[MATERIAL SUPPLIED start]

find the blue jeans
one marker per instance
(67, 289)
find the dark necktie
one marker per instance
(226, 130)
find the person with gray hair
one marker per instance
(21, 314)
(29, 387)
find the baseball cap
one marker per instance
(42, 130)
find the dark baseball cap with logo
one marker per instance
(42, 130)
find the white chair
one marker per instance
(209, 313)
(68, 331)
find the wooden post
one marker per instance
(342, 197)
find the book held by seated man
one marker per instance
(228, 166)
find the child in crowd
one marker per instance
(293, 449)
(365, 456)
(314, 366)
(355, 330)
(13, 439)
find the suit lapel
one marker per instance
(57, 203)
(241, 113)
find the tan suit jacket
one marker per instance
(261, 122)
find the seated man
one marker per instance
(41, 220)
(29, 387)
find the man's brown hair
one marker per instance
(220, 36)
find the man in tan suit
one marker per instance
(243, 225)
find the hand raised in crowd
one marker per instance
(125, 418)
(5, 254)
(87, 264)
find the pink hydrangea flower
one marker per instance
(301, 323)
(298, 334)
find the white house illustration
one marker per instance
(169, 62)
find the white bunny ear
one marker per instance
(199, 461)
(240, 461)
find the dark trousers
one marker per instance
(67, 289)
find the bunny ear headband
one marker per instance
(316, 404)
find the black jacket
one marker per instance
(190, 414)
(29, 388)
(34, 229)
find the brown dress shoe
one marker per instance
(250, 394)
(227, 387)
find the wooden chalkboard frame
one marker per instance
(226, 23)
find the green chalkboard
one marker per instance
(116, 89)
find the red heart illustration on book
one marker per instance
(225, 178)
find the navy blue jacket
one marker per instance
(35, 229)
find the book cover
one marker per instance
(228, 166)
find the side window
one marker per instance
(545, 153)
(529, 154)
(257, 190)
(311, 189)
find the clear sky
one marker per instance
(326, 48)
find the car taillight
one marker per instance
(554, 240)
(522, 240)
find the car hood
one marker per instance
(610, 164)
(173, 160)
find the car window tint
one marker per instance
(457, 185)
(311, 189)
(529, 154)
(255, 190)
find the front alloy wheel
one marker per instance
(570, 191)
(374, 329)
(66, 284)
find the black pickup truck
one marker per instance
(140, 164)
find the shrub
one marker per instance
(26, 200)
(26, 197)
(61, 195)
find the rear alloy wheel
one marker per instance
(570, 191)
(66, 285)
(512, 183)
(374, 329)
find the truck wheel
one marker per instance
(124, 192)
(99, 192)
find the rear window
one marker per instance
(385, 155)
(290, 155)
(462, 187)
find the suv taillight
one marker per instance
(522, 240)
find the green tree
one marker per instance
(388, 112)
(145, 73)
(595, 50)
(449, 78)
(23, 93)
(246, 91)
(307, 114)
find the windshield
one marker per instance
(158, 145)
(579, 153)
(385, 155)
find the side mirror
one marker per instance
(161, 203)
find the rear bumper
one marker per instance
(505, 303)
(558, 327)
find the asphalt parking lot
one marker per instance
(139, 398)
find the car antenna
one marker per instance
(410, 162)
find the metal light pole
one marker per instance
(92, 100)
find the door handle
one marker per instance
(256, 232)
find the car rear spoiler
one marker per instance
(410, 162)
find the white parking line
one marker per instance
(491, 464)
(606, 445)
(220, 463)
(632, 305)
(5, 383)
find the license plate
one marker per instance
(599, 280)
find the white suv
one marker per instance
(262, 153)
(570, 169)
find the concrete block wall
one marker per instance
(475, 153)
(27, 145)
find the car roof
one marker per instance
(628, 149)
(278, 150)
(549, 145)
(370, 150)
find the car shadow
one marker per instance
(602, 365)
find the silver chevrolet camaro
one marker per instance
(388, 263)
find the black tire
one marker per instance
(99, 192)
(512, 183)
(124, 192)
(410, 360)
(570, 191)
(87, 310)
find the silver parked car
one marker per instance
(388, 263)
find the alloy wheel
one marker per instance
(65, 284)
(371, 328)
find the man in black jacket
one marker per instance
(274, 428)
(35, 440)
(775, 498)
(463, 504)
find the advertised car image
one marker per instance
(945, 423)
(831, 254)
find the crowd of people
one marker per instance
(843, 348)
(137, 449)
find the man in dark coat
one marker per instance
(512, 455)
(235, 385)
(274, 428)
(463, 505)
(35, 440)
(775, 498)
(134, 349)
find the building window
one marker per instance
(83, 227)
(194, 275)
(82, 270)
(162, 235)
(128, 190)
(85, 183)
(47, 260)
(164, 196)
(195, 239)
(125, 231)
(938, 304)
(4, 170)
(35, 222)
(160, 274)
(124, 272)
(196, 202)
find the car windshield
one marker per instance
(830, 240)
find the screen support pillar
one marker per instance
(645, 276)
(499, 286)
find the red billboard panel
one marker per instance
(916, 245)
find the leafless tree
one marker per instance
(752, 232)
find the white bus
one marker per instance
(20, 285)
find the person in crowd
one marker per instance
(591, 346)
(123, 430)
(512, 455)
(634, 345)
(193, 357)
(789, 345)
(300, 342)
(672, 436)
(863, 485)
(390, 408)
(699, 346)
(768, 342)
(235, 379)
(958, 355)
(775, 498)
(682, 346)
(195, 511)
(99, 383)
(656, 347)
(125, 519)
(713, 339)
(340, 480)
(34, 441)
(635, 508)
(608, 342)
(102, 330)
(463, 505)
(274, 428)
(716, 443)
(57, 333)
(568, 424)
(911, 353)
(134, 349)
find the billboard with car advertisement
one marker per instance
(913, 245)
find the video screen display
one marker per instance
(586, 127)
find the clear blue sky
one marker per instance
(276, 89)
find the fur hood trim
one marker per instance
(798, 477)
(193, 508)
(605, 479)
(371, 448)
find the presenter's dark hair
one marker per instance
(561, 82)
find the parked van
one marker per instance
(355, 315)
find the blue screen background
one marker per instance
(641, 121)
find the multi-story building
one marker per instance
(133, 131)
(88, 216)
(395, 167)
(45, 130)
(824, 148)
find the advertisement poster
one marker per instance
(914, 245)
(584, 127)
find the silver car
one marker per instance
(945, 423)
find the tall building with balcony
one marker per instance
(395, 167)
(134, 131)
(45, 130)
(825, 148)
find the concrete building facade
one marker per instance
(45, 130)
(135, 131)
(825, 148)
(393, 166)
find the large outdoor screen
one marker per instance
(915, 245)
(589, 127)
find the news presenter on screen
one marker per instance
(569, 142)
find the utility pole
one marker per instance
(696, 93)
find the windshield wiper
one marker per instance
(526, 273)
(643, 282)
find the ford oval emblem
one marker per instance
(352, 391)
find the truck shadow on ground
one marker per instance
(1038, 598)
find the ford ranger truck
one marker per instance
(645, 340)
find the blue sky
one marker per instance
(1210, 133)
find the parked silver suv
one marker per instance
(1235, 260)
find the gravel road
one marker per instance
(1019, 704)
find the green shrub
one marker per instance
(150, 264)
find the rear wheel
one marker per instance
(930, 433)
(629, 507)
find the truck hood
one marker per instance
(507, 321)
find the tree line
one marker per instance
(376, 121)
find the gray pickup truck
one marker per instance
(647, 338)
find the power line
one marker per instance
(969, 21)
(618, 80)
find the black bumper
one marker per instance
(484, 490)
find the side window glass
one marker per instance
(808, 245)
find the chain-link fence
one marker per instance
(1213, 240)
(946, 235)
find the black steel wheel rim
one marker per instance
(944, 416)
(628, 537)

[MATERIAL SUPPLIED end]

**WHAT IS EXPECTED**
Make an exact copy of the data above.

**FINISHED TASK**
find the blue jeans
one marker per instance
(67, 289)
find the dark necktie
one marker per instance
(226, 130)
find the person with gray hair
one marker per instance
(21, 314)
(29, 387)
find the baseball cap
one marker per instance
(42, 130)
find the dark baseball cap with logo
one marker per instance
(42, 130)
find the white chair
one marker per instance
(209, 313)
(68, 331)
find the wooden post
one marker per instance
(342, 197)
find the book held by seated man
one marker per instance
(228, 166)
find the child in crowd
one marker per instance
(293, 449)
(365, 456)
(314, 366)
(355, 330)
(13, 439)
find the suit lapel
one marker per instance
(57, 203)
(241, 113)
find the tan suit jacket
one marker per instance
(261, 122)
find the seated man
one marker per instance
(41, 220)
(29, 387)
find the man's brown hair
one marker per instance
(220, 36)
find the man in tan suit
one marker per instance
(243, 225)
find the hand raised in crowd
one marker per instance
(125, 418)
(5, 254)
(87, 264)
find the pink hydrangea flower
one marker per instance
(301, 323)
(298, 334)
find the white house illustration
one marker per instance
(169, 62)
find the white bunny ear
one marker per instance
(199, 461)
(240, 461)
find the dark trousers
one marker per instance
(67, 289)
find the bunny ear headband
one marker per instance
(316, 404)
find the black jacket
one marker per instance
(190, 414)
(29, 388)
(34, 229)
find the brown dress shoe
one marker per instance
(250, 394)
(227, 387)
find the wooden chalkboard frame
one marker per instance
(226, 23)
find the green chalkboard
one marker per instance
(116, 89)
find the red heart illustration on book
one marker per instance
(225, 178)
find the navy blue jacket
one marker per instance
(35, 229)
find the book cover
one marker per instance
(228, 166)
find the side window
one marker per instance
(545, 153)
(529, 154)
(257, 190)
(311, 189)
find the clear sky
one marker per instance
(326, 48)
find the car taillight
one marker per instance
(554, 240)
(522, 240)
find the car hood
one marker per instance
(610, 164)
(173, 160)
find the car window tint
one marker per instance
(457, 185)
(311, 189)
(529, 154)
(255, 190)
find the front alloy wheel
one marker per instance
(570, 191)
(374, 329)
(66, 284)
find the black pickup truck
one marker per instance
(140, 164)
find the shrub
one marker per instance
(26, 200)
(26, 197)
(61, 195)
find the rear alloy wheel
one marker per instance
(570, 191)
(66, 285)
(512, 183)
(374, 329)
find the truck wheel
one marker per instance
(124, 192)
(99, 192)
find the rear window
one marker per instance
(385, 155)
(290, 155)
(462, 187)
find the suv taillight
one marker per instance
(522, 240)
find the green tree
one marker per instance
(388, 112)
(145, 73)
(595, 50)
(449, 78)
(23, 93)
(246, 91)
(307, 114)
find the windshield
one marker per instance
(158, 145)
(579, 153)
(385, 155)
find the side mirror
one marker per instance
(161, 203)
find the rear bumper
one marker per instance
(505, 303)
(558, 327)
find the asphalt parking lot
one marker per instance
(139, 398)
find the car antenna
one marker per instance
(410, 162)
find the metal light pole
one marker per instance
(92, 100)
find the door handle
one marker per instance
(256, 232)
find the car rear spoiler
one marker per instance
(410, 162)
find the white parking line
one marker per instance
(491, 464)
(606, 445)
(220, 463)
(632, 305)
(5, 383)
find the license plate
one marker per instance
(599, 280)
find the white suv
one marker per instance
(262, 153)
(570, 169)
find the concrete block wall
one marker per instance
(475, 153)
(27, 145)
find the car roof
one marker per instance
(628, 149)
(278, 150)
(549, 145)
(370, 150)
find the car shadow
one marker per instance
(602, 365)
find the silver chevrolet camaro
one marker per instance
(388, 263)
find the black tire
one marker per instance
(99, 192)
(512, 183)
(124, 192)
(410, 360)
(570, 191)
(87, 310)
find the silver parked car
one marker per instance
(388, 263)
find the alloy wheel
one marker per instance
(65, 284)
(371, 328)
find the man in black jacket
one marker per instance
(274, 428)
(35, 440)
(775, 498)
(463, 504)
find the advertised car image
one marker per instance
(945, 423)
(831, 254)
find the crowd of people
one marker per instance
(843, 348)
(137, 449)
find the man in dark coat
one marker per instance
(512, 455)
(235, 385)
(274, 428)
(463, 505)
(35, 440)
(775, 498)
(134, 349)
find the building window
one marker per instance
(83, 227)
(194, 275)
(82, 270)
(162, 235)
(128, 190)
(85, 183)
(47, 260)
(164, 196)
(195, 239)
(125, 231)
(938, 304)
(4, 170)
(35, 222)
(160, 274)
(124, 272)
(196, 202)
find the car windshield
one marker per instance
(830, 240)
find the screen support pillar
one marker per instance
(645, 276)
(499, 286)
find the red billboard panel
one marker per instance
(916, 245)
find the leafless tree
one marker per instance
(752, 232)
find the white bus
one marker per instance
(20, 285)
find the person in crowd
one marker per instance
(591, 346)
(123, 430)
(512, 455)
(634, 345)
(193, 357)
(789, 345)
(300, 342)
(672, 436)
(863, 485)
(390, 408)
(699, 346)
(768, 342)
(235, 379)
(958, 355)
(775, 498)
(682, 346)
(195, 511)
(99, 383)
(656, 347)
(125, 519)
(713, 339)
(340, 480)
(34, 441)
(635, 508)
(608, 342)
(102, 330)
(463, 505)
(274, 428)
(716, 443)
(57, 333)
(568, 424)
(911, 353)
(134, 349)
find the billboard with car advertisement
one marker per instance
(913, 245)
find the video screen display
one marker per instance
(586, 127)
find the clear blue sky
one marker per instance
(276, 89)
find the fur hood trim
one marker per instance
(798, 477)
(193, 508)
(605, 479)
(371, 448)
find the presenter's dark hair
one marker per instance
(561, 82)
find the parked van
one marker per instance
(355, 315)
find the blue screen background
one marker per instance
(641, 121)
find the multi-story building
one marker per instance
(133, 131)
(88, 216)
(395, 167)
(45, 130)
(824, 148)
find the advertisement poster
one marker per instance
(914, 245)
(584, 127)
find the silver car
one marker per instance
(945, 423)
find the tall building with balcony
one marker per instance
(395, 167)
(134, 131)
(45, 130)
(825, 148)
find the concrete building facade
one marker per instance
(45, 130)
(135, 131)
(825, 148)
(393, 166)
find the large outdoor screen
one marker per instance
(915, 245)
(589, 127)
find the news presenter on screen
one marker per instance
(569, 142)
find the utility pole
one marker per instance
(696, 93)
find the windshield wiper
one marker per instance
(526, 273)
(643, 282)
find the ford oval emblem
one marker per instance
(352, 391)
find the truck shadow on ground
one marker per instance
(1038, 598)
find the ford ranger truck
one marker per instance
(645, 340)
find the blue sky
one marker per instance
(1210, 133)
find the parked silver suv
one marker per instance
(1235, 260)
find the gravel road
one marker per instance
(1019, 704)
find the green shrub
one marker per instance
(150, 264)
find the rear wheel
one marker per instance
(930, 433)
(629, 507)
find the truck hood
one marker per instance
(507, 321)
find the tree line
one marker per instance
(376, 121)
find the gray pickup truck
one marker per instance
(647, 338)
find the power line
one marker per instance
(969, 21)
(618, 80)
find the black bumper
one marker per instance
(484, 490)
find the side window glass
one marker per instance
(808, 245)
find the chain-link fence
one marker per instance
(1213, 240)
(946, 235)
find the black steel wheel rim
one marker per instance
(944, 416)
(628, 537)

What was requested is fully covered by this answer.